** PROBLEM TO WORK ON **
Omit all pictures and give the records below again exactly as written.

** MATERIAL FOR THIS TASK **
____________________

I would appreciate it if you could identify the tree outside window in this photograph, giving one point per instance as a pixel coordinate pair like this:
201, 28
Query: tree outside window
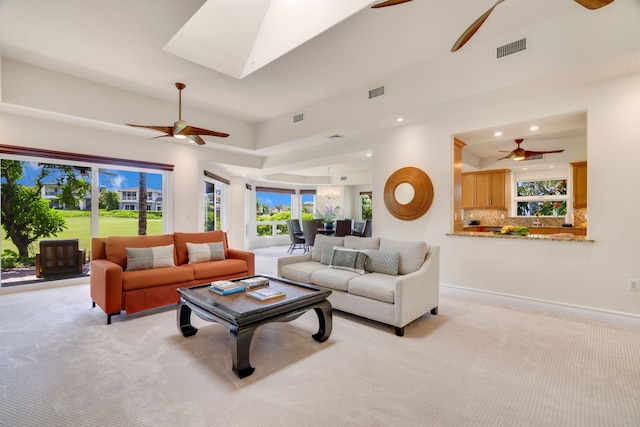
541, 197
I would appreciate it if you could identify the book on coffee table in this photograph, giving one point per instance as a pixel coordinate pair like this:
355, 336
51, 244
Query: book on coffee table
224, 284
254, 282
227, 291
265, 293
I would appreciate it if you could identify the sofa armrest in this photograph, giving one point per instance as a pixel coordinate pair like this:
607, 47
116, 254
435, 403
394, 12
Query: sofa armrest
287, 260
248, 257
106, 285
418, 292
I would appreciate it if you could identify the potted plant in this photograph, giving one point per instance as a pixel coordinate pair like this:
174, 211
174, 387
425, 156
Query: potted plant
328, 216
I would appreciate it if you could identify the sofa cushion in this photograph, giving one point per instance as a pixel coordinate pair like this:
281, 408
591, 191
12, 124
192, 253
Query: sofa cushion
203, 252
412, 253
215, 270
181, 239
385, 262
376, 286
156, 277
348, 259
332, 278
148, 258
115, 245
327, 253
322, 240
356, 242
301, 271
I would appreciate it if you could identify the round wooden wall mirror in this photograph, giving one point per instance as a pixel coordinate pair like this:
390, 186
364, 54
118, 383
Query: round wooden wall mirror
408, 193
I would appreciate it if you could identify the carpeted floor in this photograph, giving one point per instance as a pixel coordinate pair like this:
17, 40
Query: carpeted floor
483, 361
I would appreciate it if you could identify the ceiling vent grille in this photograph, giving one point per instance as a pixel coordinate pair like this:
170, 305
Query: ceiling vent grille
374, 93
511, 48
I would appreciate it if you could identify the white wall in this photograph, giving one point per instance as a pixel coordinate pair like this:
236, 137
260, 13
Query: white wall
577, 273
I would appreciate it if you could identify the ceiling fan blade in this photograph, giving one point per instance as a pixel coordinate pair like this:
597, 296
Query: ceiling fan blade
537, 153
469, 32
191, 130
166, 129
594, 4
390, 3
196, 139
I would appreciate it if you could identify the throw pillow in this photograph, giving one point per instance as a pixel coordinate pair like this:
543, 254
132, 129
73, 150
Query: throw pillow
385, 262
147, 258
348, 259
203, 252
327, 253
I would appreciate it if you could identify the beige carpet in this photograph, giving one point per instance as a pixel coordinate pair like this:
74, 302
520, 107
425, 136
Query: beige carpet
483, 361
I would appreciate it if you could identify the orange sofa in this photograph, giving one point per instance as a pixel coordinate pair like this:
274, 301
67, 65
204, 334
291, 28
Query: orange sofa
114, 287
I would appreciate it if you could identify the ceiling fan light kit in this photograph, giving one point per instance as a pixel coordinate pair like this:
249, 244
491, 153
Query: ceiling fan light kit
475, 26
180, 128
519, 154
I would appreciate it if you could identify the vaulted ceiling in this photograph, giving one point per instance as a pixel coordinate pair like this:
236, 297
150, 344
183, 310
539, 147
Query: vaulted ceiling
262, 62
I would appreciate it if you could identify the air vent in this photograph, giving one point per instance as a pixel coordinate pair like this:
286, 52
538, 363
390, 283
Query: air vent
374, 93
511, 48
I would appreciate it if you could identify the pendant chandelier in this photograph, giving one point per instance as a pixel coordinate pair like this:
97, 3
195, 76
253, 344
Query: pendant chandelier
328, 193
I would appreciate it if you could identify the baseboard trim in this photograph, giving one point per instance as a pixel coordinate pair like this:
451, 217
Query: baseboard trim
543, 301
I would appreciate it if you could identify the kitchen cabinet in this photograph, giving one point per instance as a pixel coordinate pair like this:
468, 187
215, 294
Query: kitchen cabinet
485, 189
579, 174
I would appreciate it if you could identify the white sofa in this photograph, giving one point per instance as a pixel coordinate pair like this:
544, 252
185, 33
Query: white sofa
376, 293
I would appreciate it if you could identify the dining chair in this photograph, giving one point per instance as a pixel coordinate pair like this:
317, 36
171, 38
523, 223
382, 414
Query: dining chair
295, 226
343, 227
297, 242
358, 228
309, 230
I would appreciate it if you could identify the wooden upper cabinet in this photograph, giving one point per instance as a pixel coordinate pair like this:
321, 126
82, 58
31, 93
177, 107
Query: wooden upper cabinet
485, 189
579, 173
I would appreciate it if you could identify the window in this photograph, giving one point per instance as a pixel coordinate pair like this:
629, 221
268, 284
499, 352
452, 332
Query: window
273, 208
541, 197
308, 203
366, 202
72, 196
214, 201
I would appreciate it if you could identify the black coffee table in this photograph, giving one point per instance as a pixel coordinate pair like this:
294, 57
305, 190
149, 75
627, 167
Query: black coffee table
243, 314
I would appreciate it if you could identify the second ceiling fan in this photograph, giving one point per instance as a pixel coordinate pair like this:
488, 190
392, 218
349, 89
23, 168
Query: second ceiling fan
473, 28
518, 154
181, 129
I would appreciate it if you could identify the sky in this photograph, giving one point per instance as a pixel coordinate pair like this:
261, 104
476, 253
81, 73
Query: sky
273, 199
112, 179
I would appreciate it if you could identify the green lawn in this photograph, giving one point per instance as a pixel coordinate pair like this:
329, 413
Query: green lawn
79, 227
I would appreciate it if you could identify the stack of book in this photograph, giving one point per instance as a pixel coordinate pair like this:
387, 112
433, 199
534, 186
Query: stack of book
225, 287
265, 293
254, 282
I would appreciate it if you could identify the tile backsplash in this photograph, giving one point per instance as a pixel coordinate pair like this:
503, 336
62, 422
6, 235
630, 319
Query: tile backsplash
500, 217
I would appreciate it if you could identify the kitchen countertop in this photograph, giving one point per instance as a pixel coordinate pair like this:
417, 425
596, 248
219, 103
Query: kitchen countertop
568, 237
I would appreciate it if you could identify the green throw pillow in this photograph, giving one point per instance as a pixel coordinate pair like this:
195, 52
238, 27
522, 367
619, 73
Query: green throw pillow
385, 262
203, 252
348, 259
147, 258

____________________

** COMPLETE RESPONSE **
I would appreciate it if you could identify the tree outside window in this photograph, giving one point per instance as a pixel coordinate pair like this:
201, 28
Query: tree outside window
541, 197
I would appreciate it if you could identify the book on coffee table in this photograph, giving one point per instance as a pixel coordinate pair like this:
355, 336
51, 244
Query: book on coffee table
224, 284
254, 282
227, 291
265, 293
I would appreciate it if you could identify the sofa armrest in this photograph, giving one point per instance as a pixel coordinate pair like this:
607, 47
116, 254
435, 403
394, 12
Query: sofa armrest
287, 260
248, 257
106, 285
418, 292
I would appreciate it if you could identify the potted plant in this photograph, giving one point per instance as a pixel coordinate pair like this:
174, 211
174, 387
425, 156
Query: potted plant
328, 216
I would appreciate it if you could identify the sofa cushion in this photograph, giving one point per instance as a pixel coordinate pair like this:
281, 408
591, 191
12, 124
192, 253
Query: sofa cushion
203, 252
412, 253
215, 270
181, 239
385, 262
376, 286
156, 277
348, 259
332, 278
148, 258
115, 245
327, 253
322, 240
356, 242
301, 271
I would appreciate it if you could identify the round wooden wall mirror in this photograph, giving one point per instance as a pixel coordinate pair like this:
390, 186
364, 54
118, 383
Query: round wooden wall mirror
408, 193
I would appreciate it if you could identify the carpeted floor in this photograph, giving one point per instance as a pixel coordinate pair like this:
17, 40
Query: carpeted floor
483, 361
I would appreciate it if you could identify the ceiling vent grille in this photograph, giving one point per instance as a pixel coordinate pair like this:
170, 305
Query: ceiling vent grille
374, 93
511, 48
I would appreciate it if you could identify the white wall in this photograph, giving one point per instance as a pixel coordinate pair like this:
236, 137
260, 13
Query: white wall
577, 273
I would appreciate it if you could identify the ceiling fan blade in this photograph, giving one point per instance as a pixel coordinate pair like this:
597, 296
Query: ceiling fan blade
537, 153
469, 32
191, 130
166, 129
594, 4
390, 3
196, 139
I would appreciate it if you could identify the throw pillow in this photograph, giving one point per instance as a pixel coordinate pair like this:
543, 254
132, 129
73, 150
Query: throw pillow
385, 262
147, 258
348, 259
203, 252
327, 253
I would appreciate it if you could identify the beige carpet in this photograph, giving one point per instance as a pixel coordinate pair like this:
74, 302
520, 107
425, 136
Query: beige carpet
483, 361
I would appreciate it if you could identify the orange sofa in this photograph, giving one point per instance as a pixel coordinate pair like this:
274, 301
67, 65
204, 334
291, 28
Query: orange sofa
114, 287
I would appreciate it if you could identify the ceiling fan light kit in this photograph, giving one point per instance as a pixel coordinate pair like this:
249, 244
491, 153
Query: ceiling fan light kit
475, 26
180, 128
519, 154
I would appreciate it if you could identify the vaulted ceiling in this photograph, giving one point per instance as a pixel coordinate pair like this:
236, 297
150, 344
183, 310
539, 147
Query: vaulted ceiling
262, 62
I would appreciate it if you could identify the air vent in this photograph, giving one point per instance as a pixel coordinate pair like this:
286, 52
538, 363
390, 283
Query: air vent
374, 93
511, 48
I would appreciate it if you could identify the pendant chandelier in this photograph, giving one point per instance as a pixel coordinate pair like this:
97, 3
195, 76
253, 344
Query: pendant chandelier
328, 193
I would appreciate it if you could identify the baseboard trim in this photograph, giving one point per instance as a pixel coordinate pair like this:
451, 217
Query: baseboard trim
543, 301
I would appreciate it if you could identify the kitchen cabinet in this photograph, giving one point per instance as a pixel coordinate pair like this:
468, 187
215, 294
Query: kitchen cabinet
485, 189
579, 174
I would appreciate it if you could identify the white sofa in this photograph, giving one point per instance as a pixel coordinate pair like this:
544, 252
185, 33
Query: white sofa
376, 293
I would appreciate it if you could identify the dining chair in this photograph, giving one point per instance as a pixel coordinate pair like this:
317, 36
171, 38
523, 223
382, 414
Query: dining chair
295, 226
343, 227
297, 242
358, 228
309, 230
I would appreciate it if you could identify the wooden upper cabinet in this photograph, giving one point per instance as a pixel coordinate pair like this:
321, 126
82, 58
31, 93
177, 107
Query: wooden upper cabinet
485, 189
579, 173
I would appreciate it if you could identify the window in this photograph, giving one point per instance as a pixel coordinate pair like this:
629, 221
268, 284
499, 352
452, 332
Query: window
273, 208
541, 197
308, 203
366, 202
72, 196
214, 201
I would appreciate it if you could identify the black coffee table in this photograph, giving one point per instance as a pixel coordinate pair like this:
294, 57
305, 190
149, 75
627, 167
Query: black coffee table
243, 314
I would appreciate it if you could identify the second ceiling fan in this photograph, giving one point per instance as a pixel coordinate pair like this:
488, 190
392, 218
349, 89
23, 168
Query: second ceiling fan
473, 28
518, 154
181, 129
I would appreciate it if you could identify the sky in this photograph, giving one point per instance as a pixel coordinate pair like this:
261, 104
476, 253
81, 73
Query: sky
273, 199
112, 179
I would appreciate it if you could identify the green lawn in this photograph, giving one point per instance as a pixel coordinate pair like this:
329, 413
Query: green lawn
79, 227
I would appreciate it if you could identify the stack of book in this photograph, giving one point per instance as a pixel coordinate pair like this:
387, 112
433, 199
534, 186
Query: stack of book
225, 287
265, 293
254, 282
I would appreciate it if you could identify the tile backsplash in this photograph, giving one point per instance as a pixel coordinate pair like this:
503, 336
62, 422
6, 235
630, 319
Query: tile backsplash
500, 217
I would appreciate it if you could identify the kitchen countertop in this photograph, giving one point per instance as a pixel coordinate pair like this:
417, 425
596, 248
219, 103
Query: kitchen countertop
568, 237
I would appreciate it if you could identify the green throw pillow in this photograph, giving one point per instance as a pixel coordinate pair like this:
195, 52
238, 27
522, 367
619, 73
Query: green throw pillow
385, 262
203, 252
348, 259
147, 258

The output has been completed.